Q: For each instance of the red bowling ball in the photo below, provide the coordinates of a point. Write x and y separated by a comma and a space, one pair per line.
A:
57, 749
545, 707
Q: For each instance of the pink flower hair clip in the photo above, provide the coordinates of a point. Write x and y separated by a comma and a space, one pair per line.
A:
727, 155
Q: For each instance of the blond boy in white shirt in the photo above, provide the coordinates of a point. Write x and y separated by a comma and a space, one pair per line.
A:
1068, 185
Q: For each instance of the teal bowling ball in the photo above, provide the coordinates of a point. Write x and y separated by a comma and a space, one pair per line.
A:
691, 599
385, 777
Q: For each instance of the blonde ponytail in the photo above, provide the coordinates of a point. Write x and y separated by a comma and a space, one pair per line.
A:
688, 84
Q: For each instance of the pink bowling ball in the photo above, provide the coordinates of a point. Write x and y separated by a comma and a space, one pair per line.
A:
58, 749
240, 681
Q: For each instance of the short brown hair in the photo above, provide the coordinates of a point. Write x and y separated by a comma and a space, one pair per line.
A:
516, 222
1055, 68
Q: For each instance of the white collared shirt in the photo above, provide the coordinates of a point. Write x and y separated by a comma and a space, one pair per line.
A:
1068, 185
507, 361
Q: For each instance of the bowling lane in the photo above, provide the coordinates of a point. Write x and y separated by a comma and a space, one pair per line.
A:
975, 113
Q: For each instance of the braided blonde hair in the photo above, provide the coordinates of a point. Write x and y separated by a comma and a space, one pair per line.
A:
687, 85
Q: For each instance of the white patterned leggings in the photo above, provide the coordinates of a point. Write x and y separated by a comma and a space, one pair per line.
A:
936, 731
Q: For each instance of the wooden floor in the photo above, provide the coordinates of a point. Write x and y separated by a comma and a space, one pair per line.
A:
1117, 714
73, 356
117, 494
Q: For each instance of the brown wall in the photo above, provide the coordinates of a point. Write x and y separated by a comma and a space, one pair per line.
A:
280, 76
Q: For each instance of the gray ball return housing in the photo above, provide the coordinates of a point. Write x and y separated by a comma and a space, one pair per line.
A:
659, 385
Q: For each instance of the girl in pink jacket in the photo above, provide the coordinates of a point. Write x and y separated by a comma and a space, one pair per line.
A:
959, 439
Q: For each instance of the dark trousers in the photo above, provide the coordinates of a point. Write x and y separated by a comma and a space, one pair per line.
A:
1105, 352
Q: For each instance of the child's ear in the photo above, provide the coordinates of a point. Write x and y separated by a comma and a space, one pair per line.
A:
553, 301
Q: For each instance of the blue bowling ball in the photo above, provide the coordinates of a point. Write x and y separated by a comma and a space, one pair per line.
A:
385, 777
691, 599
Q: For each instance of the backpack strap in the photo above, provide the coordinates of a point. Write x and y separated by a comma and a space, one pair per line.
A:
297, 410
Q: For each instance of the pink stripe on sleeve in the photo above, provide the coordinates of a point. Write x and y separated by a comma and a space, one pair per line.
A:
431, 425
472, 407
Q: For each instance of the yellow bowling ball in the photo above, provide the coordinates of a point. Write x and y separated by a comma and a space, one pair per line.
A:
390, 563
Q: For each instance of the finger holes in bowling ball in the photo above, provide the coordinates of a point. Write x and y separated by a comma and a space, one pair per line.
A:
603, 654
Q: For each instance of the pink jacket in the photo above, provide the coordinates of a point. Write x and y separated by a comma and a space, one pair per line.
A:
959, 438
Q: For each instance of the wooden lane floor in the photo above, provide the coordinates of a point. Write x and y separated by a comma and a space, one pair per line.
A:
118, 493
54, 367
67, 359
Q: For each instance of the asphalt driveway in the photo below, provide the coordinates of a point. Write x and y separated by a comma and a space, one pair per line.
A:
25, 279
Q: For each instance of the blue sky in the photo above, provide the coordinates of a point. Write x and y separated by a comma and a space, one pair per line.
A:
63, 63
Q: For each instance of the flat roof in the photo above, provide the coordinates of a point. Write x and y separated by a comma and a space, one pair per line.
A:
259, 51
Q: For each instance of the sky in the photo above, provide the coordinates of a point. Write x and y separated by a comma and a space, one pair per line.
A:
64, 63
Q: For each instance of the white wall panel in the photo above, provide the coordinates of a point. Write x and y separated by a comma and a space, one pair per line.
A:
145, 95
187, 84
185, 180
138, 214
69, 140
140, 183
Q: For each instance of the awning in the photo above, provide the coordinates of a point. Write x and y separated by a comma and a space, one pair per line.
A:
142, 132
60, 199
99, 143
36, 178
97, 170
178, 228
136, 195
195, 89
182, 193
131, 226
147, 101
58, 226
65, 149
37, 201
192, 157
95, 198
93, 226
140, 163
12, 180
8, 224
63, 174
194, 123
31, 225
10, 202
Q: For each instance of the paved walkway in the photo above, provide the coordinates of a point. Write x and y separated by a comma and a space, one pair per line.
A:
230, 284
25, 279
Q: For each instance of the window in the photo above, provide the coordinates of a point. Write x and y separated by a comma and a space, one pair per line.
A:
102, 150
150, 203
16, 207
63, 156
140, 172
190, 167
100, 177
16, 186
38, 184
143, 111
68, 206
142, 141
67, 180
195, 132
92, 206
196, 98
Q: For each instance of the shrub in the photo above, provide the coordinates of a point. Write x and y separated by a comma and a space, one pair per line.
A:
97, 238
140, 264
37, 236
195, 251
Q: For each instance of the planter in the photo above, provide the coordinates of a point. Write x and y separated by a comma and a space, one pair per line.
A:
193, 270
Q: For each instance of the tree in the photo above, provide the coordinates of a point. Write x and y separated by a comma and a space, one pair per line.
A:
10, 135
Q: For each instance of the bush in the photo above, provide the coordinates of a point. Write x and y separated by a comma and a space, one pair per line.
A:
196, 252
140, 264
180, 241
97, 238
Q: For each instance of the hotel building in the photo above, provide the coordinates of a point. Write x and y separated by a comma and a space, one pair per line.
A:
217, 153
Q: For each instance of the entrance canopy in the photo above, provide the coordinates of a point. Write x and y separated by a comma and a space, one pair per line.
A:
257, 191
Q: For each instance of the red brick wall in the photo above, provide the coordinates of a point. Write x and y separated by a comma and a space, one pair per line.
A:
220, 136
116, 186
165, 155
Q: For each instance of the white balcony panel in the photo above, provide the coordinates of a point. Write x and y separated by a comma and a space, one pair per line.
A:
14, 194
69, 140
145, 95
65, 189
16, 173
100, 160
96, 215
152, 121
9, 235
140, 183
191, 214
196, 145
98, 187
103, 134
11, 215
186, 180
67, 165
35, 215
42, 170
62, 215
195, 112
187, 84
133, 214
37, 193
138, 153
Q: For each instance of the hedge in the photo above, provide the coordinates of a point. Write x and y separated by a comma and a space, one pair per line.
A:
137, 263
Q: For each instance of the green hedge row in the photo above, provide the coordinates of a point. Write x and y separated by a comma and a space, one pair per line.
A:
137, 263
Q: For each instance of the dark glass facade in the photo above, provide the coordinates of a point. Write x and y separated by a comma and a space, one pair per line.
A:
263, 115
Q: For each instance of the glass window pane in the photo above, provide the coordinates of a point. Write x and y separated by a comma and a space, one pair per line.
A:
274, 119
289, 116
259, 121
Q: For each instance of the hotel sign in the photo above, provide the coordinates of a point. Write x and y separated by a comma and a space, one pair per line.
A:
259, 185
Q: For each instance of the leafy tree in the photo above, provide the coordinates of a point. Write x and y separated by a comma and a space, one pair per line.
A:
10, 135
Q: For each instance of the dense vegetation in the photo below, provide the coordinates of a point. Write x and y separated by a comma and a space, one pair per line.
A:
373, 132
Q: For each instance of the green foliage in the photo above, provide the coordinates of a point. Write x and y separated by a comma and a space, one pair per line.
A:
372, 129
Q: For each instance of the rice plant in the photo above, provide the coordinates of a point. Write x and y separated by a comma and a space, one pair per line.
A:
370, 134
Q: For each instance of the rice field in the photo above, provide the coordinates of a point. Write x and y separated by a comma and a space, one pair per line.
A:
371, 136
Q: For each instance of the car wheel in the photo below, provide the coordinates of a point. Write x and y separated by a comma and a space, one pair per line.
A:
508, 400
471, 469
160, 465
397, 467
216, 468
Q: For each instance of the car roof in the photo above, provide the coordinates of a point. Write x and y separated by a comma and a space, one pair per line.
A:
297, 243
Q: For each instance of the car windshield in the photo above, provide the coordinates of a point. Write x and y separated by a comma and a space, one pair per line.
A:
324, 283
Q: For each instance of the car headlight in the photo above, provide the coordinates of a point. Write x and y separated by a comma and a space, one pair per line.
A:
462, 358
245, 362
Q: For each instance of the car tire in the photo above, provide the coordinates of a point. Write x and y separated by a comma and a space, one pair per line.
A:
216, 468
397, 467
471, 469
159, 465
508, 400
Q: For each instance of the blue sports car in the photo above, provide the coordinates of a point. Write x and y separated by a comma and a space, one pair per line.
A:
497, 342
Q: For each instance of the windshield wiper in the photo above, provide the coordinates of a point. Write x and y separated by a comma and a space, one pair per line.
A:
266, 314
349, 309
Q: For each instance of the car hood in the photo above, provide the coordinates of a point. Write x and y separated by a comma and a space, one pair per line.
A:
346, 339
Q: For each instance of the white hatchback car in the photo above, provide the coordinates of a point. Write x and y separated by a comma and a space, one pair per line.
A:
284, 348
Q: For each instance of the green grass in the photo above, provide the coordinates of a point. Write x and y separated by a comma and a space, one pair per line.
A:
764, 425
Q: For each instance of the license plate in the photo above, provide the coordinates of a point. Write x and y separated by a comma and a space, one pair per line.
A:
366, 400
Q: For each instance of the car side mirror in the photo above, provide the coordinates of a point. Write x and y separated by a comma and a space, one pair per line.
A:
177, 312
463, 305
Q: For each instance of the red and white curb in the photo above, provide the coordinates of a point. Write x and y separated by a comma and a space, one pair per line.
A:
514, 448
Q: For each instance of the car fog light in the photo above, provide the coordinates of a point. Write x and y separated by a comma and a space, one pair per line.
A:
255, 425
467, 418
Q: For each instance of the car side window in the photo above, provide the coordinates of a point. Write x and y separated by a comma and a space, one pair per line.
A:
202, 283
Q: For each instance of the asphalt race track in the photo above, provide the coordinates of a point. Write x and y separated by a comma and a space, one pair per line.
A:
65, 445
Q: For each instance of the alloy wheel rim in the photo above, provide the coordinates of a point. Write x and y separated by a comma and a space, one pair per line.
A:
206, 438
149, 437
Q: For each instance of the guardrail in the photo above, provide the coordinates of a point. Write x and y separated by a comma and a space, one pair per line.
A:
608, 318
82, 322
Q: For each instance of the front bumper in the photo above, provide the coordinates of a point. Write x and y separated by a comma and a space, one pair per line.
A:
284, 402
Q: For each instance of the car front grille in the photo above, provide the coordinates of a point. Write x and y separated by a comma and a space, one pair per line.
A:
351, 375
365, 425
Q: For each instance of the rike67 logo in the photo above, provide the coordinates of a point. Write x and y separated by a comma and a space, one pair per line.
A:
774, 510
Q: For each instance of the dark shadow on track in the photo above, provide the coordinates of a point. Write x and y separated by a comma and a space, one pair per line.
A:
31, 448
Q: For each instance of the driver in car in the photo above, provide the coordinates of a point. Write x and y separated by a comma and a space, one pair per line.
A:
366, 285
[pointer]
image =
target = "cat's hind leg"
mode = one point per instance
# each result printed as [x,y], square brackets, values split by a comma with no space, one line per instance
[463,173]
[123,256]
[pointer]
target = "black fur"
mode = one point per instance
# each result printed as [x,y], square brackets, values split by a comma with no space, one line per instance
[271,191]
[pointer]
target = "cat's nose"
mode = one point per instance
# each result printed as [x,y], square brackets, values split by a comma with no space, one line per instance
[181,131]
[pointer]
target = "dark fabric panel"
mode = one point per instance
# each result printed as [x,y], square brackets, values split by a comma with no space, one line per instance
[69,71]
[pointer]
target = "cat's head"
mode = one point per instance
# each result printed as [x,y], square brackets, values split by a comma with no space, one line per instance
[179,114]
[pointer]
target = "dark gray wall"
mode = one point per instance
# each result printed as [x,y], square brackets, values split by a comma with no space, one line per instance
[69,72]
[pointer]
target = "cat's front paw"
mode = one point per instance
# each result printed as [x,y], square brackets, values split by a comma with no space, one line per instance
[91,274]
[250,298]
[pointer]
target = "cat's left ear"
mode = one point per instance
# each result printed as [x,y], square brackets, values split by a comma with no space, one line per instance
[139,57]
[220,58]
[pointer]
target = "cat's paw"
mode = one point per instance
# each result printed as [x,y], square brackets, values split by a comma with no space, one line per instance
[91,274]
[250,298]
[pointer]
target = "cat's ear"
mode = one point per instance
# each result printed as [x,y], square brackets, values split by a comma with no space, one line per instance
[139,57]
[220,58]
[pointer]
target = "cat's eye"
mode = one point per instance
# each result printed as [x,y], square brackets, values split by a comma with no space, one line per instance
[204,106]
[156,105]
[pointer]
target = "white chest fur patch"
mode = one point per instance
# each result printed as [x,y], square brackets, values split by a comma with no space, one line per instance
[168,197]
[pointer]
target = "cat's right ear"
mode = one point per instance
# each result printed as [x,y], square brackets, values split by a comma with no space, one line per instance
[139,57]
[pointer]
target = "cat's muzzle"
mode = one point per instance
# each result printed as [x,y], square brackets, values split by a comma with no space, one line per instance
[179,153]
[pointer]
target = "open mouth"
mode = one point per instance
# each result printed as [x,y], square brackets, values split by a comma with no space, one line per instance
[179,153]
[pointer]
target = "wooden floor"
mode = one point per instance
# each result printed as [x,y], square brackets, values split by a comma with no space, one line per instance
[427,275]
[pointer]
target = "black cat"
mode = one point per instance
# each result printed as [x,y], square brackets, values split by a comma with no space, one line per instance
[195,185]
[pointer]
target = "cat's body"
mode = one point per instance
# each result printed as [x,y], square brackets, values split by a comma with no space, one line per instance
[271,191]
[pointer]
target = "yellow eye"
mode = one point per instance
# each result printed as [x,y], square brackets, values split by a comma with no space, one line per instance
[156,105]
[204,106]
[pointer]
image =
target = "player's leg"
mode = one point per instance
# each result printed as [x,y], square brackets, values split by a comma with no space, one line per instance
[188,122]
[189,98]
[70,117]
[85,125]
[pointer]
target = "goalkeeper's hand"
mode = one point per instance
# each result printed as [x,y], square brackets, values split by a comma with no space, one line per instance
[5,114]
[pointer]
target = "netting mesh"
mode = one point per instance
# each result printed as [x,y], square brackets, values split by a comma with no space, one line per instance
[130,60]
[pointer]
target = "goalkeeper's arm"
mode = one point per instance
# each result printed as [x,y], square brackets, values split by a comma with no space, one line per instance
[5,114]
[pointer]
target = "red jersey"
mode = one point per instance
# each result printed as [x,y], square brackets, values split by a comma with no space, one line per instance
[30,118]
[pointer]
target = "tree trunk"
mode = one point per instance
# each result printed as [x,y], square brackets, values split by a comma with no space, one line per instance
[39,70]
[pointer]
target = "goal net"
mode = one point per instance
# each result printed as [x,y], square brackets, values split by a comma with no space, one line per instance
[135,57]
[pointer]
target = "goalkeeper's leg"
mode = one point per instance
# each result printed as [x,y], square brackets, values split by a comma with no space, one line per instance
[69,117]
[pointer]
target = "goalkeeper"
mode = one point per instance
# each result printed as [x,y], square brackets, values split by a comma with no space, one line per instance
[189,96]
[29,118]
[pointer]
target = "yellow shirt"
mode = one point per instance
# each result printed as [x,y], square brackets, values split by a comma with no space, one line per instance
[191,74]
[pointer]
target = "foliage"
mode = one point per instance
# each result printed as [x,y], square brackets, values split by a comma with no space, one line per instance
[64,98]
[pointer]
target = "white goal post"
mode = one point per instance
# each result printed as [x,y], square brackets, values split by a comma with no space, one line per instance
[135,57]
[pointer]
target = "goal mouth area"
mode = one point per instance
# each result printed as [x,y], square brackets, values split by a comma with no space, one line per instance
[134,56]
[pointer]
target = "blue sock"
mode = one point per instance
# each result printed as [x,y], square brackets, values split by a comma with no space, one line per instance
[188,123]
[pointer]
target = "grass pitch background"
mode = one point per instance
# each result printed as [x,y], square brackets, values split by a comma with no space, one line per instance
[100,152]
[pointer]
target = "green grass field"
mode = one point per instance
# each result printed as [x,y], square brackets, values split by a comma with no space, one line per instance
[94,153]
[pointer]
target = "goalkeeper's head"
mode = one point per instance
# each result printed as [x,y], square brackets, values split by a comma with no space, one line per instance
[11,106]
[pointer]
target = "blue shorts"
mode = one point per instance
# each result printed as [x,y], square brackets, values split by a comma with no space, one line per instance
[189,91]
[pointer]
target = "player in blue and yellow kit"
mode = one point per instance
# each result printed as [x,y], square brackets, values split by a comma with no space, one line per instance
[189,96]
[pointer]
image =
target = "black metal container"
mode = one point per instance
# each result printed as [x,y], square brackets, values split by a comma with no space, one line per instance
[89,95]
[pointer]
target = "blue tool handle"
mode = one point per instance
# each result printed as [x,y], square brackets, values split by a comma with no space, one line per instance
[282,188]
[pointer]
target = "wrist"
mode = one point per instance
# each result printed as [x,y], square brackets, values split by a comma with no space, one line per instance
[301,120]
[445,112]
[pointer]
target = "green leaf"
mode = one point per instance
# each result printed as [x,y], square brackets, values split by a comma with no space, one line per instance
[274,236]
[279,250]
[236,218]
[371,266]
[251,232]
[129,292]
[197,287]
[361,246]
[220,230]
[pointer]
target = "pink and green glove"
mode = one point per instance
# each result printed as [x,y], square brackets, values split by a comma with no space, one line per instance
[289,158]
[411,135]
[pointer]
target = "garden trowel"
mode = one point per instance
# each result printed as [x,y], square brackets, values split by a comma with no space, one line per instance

• [Exercise brief]: Search the entries above for "panel". Return every line that has it.

• [Finished task]:
Q: For each instance of the white wall panel in the photo above, provide the coordinates of a point. Write x and y separated by a comma and a space, one pair per line.
Q: For each instance of the white balcony panel in the photo above, provide the coordinates of a point. Write x and y separated by a comma and a space, one pair per line.
target = "dark fabric panel"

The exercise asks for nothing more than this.